▸ INSTRUCTION 1: Print the reply about storing table metadata word for word, from its first line to its last.
▸ INSTRUCTION 2: Render the entries as a Markdown table with the columns Row and Line. Start at the entry line containing "striped curb edge.", continue through the final line of the entries, and omit blank lines.

[START OF DOCUMENT SEGMENT]

An older version of the implementation took this approach, but some months
ago Dennis left comments suggesting that we use an internal property and
the PR was updated. Replies to your specific concerns inline:

> Regarding the specific proposal of using a internal property of entities
for holding the whole metadata - I'm not sure it's the best approach.

Why do we need the best approach to the first implementation? If version 1
of this change goes in and improves loadtable perf by 40% and then you want
to do a followup that improves it another 5%, isn't that okay?

I don't believe we're designing ourselves into the corner by giving admins
the option to put metadata content in the properties, even if we later
switch to a different implementation.

> Not all access to tables requires metadata

Much of it does, maybe all of it? Is there a particular method you're
concerned about which we can try running through the benchmark?

> Metadata can be huge

Yes, that is why the size is limited.

> Only sub-sections of the metadata may be required in some cases
  (e.g. when resolving REPLACE / APPEND conflicts [1])

As noted in my email this is not in scope. The idea here is that we
can create some new TableMetadata entity and give it top-level columns for
the fields we care about. Again, I'd like to do this eventually and this
was done in earlier versions of the PR. However I would point out that we
don't really give other entities such top level fields right now, even
frequently used ones like a table's location, and always rely on
deserialization of potentially heavy properties.

But the proof will be in the pudding. With the changes, the APIs I tested
were much faster. If there's some API that we believe is frequently called,
which is not seeing benefits, and which we believe must see benefits for
there to be any value in storing the metadata in the metastore, let's test
it and then talk about things in concrete terms.

[END OF DOCUMENT SEGMENT]
[START OF STORED RECORDS]

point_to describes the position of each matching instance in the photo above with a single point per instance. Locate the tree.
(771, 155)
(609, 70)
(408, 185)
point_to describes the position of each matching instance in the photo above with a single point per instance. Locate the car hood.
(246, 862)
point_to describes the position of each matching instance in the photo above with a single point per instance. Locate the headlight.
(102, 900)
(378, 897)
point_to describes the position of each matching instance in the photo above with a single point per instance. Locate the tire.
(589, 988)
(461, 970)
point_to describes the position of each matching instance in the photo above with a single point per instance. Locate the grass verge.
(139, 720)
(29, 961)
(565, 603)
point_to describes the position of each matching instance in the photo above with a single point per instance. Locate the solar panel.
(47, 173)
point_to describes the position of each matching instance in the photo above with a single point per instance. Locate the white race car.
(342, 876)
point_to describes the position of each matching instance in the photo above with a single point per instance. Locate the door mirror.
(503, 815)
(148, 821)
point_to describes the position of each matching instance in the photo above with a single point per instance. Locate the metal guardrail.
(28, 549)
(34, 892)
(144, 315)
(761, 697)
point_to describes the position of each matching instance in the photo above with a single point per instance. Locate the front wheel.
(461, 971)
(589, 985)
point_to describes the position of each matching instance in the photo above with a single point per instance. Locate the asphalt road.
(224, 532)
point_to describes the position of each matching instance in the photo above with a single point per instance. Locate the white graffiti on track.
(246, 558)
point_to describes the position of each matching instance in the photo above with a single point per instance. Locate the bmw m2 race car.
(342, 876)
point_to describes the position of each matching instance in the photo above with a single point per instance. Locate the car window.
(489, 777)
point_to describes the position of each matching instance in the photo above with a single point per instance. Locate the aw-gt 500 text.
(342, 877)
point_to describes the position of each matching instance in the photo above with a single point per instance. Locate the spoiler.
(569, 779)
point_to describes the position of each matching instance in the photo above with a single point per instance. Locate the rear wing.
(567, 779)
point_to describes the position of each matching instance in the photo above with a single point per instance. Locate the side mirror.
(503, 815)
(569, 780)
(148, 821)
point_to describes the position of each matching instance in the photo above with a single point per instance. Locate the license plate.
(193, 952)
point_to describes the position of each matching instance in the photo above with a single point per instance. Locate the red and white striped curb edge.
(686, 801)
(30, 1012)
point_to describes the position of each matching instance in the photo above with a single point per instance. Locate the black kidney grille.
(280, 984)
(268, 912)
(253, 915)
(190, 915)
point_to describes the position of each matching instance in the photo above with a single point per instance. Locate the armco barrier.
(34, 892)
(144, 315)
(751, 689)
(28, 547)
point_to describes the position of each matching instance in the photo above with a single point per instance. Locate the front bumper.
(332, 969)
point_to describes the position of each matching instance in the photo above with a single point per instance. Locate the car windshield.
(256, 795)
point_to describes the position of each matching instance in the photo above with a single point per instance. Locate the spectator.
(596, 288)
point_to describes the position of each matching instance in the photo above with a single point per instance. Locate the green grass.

[END OF STORED RECORDS]

▸ EXERCISE SOLUTION 1:
An older version of the implementation took this approach, but some months
ago Dennis left comments suggesting that we use an internal property and
the PR was updated. Replies to your specific concerns inline:

> Regarding the specific proposal of using a internal property of entities
for holding the whole metadata - I'm not sure it's the best approach.

Why do we need the best approach to the first implementation? If version 1
of this change goes in and improves loadtable perf by 40% and then you want
to do a followup that improves it another 5%, isn't that okay?

I don't believe we're designing ourselves into the corner by giving admins
the option to put metadata content in the properties, even if we later
switch to a different implementation.

> Not all access to tables requires metadata

Much of it does, maybe all of it? Is there a particular method you're
concerned about which we can try running through the benchmark?

> Metadata can be huge

Yes, that is why the size is limited.

> Only sub-sections of the metadata may be required in some cases
  (e.g. when resolving REPLACE / APPEND conflicts [1])

As noted in my email this is not in scope. The idea here is that we
can create some new TableMetadata entity and give it top-level columns for
the fields we care about. Again, I'd like to do this eventually and this
was done in earlier versions of the PR. However I would point out that we
don't really give other entities such top level fields right now, even
frequently used ones like a table's location, and always rely on
deserialization of potentially heavy properties.

But the proof will be in the pudding. With the changes, the APIs I tested
were much faster. If there's some API that we believe is frequently called,
which is not seeing benefits, and which we believe must see benefits for
there to be any value in storing the metadata in the metastore, let's test
it and then talk about things in concrete terms.

▸ EXERCISE SOLUTION 2:
| Row | Line |
|---|---|
| 1 | point_to describes the position of each matching instance in the photo above with a single point per instance. Locate the red and white striped curb edge. |
| 2 | (686, 801) |
| 3 | (30, 1012) |
| 4 | point_to describes the position of each matching instance in the photo above with a single point per instance. Locate the black kidney grille. |
| 5 | (280, 984) |
| 6 | (268, 912) |
| 7 | (253, 915) |
| 8 | (190, 915) |
| 9 | point_to describes the position of each matching instance in the photo above with a single point per instance. Locate the armco barrier. |
| 10 | (34, 892) |
| 11 | (144, 315) |
| 12 | (751, 689) |
| 13 | (28, 547) |
| 14 | point_to describes the position of each matching instance in the photo above with a single point per instance. Locate the front bumper. |
| 15 | (332, 969) |
| 16 | point_to describes the position of each matching instance in the photo above with a single point per instance. Locate the car windshield. |
| 17 | (256, 795) |
| 18 | point_to describes the position of each matching instance in the photo above with a single point per instance. Locate the spectator. |
| 19 | (596, 288) |
| 20 | point_to describes the position of each matching instance in the photo above with a single point per instance. Locate the green grass. |